In today’s Sentinel:

Educators object to teacher furloughs
by Winston Jones/Douglas County Sentinel

Local educators are expressing concern and disappointment over Gov. Sonny Perdue’s call Tuesday for three days of teacher furloughs to help plug state budget shortfalls.

The furlough proposal comes on top of an additional 3 percent cut in state QBE (Quality Basic Education) funding also announced at Perdue’s Tuesday afternoon news conference. The furloughs will likely come on teacher work days, times teachers use for planning.

“Obviously, we’re disappointed,” said Douglas County School Superintendent Don Remillard. “I’m not surprised that we got additional cuts to the budget, but to furlough staff on top of that is worse than we anticipated. I had hoped it wouldn’t come to that.”

Remillard said he learned of the cuts through an emergency call from the governor’s office to all school systems, shortly before Perdue’s news conference.

“(State School Superintendent) Kathy Cox has indicated there will be additional details either Friday or early next week,” he said.

Once the details are revealed, Remillard said the county system will have to revisit its budget and look at places where additional cuts can be made.

Board of Education (BOE) Chairman Jimmy Bartlett called the cuts “absolutely terrible” and said their impact on the system would be “huge.”

“We’ve already had cuts of about $9 million this year, although the $6 million in federal stimulus funds will offset some of it,” Bartlett said Wednesday. “The superintendent and finance department will be working through the numbers to see what it will mean.”

He said the cuts continue to shift the financial burden of education from the state to local taxpayers.

→ What you will do:
a) According to the news article on teacher furloughs, how many furlough days did Gov. Sonny Perdue call for?
b) Carry on the news article about teacher furloughs, starting right after its final sentence.

→ Data:
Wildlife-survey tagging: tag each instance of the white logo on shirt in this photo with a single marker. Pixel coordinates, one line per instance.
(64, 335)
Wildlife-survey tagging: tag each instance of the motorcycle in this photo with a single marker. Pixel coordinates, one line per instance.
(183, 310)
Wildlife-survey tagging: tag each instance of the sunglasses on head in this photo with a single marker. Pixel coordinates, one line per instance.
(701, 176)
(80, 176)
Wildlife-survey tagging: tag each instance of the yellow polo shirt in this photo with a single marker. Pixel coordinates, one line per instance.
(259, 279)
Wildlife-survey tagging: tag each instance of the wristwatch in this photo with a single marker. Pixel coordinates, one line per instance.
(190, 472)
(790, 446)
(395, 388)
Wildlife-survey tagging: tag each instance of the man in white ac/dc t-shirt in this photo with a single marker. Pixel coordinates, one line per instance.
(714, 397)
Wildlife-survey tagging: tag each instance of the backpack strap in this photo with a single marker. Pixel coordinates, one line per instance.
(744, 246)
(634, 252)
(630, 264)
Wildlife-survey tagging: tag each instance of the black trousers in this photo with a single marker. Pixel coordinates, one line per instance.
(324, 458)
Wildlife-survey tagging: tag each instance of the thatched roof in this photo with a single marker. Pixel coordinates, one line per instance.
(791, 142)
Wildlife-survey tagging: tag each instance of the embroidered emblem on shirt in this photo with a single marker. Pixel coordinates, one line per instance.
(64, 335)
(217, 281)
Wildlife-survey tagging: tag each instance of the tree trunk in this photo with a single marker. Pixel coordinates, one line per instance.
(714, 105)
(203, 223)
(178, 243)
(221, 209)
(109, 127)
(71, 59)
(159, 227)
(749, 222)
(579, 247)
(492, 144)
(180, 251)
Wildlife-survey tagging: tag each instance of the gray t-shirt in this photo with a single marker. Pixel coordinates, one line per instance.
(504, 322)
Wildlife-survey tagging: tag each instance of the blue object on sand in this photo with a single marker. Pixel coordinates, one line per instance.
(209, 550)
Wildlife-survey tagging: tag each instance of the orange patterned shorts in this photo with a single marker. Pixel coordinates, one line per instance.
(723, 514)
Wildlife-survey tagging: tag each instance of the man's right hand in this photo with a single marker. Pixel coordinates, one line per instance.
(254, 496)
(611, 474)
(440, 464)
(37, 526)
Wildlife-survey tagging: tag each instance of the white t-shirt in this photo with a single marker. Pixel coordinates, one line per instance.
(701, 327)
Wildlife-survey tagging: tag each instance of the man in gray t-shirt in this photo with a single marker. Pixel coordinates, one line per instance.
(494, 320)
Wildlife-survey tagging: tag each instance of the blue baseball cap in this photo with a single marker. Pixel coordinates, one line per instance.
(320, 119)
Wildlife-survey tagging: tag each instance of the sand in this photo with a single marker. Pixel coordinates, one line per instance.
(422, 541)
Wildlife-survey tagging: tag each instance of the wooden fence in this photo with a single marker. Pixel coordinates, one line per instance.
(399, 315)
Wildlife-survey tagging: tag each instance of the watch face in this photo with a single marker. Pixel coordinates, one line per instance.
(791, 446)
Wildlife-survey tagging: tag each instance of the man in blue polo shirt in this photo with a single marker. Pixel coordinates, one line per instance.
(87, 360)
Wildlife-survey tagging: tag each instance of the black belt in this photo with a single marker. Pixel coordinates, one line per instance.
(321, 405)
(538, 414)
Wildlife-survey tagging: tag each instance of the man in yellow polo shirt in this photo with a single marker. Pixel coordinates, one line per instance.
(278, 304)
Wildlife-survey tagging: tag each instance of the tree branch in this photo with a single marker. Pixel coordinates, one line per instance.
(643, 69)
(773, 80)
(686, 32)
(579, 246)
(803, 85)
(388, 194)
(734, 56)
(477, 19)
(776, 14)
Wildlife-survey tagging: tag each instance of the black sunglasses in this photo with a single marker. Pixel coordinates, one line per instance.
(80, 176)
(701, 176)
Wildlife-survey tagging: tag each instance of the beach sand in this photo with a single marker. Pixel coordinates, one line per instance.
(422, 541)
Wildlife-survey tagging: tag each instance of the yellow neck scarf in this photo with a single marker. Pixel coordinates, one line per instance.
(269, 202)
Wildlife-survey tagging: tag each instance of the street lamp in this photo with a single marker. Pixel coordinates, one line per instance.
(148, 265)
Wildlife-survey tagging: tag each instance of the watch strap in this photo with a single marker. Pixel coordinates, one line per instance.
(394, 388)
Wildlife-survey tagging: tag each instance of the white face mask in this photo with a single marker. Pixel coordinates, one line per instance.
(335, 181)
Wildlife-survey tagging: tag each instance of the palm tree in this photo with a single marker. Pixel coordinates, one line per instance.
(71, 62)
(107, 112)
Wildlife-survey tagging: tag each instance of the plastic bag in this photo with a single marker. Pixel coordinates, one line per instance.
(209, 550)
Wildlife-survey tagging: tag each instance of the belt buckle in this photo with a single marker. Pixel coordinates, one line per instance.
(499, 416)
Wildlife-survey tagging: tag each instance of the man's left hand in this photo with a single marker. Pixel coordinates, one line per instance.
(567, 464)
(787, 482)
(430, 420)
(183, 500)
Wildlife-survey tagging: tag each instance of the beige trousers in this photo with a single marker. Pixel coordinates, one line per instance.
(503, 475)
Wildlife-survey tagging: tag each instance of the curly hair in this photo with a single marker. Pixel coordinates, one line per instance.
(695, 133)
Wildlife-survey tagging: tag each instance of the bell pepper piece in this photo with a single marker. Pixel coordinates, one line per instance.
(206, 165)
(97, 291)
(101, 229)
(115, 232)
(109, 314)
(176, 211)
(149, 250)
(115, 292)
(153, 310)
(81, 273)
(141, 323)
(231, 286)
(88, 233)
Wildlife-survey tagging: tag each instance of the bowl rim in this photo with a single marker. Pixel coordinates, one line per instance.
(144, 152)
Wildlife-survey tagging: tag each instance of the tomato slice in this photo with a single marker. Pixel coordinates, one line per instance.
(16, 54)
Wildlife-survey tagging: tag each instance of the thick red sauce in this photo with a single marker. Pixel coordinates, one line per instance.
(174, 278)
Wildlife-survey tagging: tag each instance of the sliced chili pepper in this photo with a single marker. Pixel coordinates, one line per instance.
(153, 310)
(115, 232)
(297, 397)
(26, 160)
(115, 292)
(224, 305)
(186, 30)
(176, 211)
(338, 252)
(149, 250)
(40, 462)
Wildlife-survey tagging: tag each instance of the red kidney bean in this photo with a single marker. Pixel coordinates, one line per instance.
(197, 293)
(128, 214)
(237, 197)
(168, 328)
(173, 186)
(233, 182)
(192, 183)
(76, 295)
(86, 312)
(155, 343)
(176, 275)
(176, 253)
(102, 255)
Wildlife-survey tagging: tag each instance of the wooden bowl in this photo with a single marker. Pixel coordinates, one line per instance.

→ Task results:
a) Three days.

b)
“When I first came on the board, the state funding was 67 percent,” he said. “This year it’s going to be only 53 percent.”

Board member Larry Barnes, who serves as the BOE’s legislative liaison, said he wonders when the cuts are going to stop.

“The state is not living up to its responsibility to fund education,” Barnes said, “particularly with all the federal requirements we’re being asked to meet.”

He said Douglas County’s system has been more fortunate than others in the state to have a sufficient level of reserves to absorb some of the cuts.

“Our responsibility is to the kids,” he said. “I just wonder when it’s (cuts) going to end.”

Jeff Hubbard, president of the Georgia Association of Educators (GAE) which represents about 42,000 teachers, issued a statement Wednesday questioning the impact of the furlough and speculating that the governor doesn’t have power to furlough teachers since they are employed by the local school systems.

“Loss of these planning days will negatively impact teachers’ ability to provide quality instruction for their students,” Hubbard said. “This amounts to less time to prepare for their students, which impacts their ability to get the school year off to a good start.”

Hubbard suggested the governor look at other areas for saving money, such as the state’s tax-free holidays and the tax incentives the state gives to motion picture companies.

“Educators pay $550-$600 out of their own pockets each year to provide for their classrooms and students,” he said. “Name any other profession where employees take out of their own pockets, and subsequently from their own families, to provide for their jobs.”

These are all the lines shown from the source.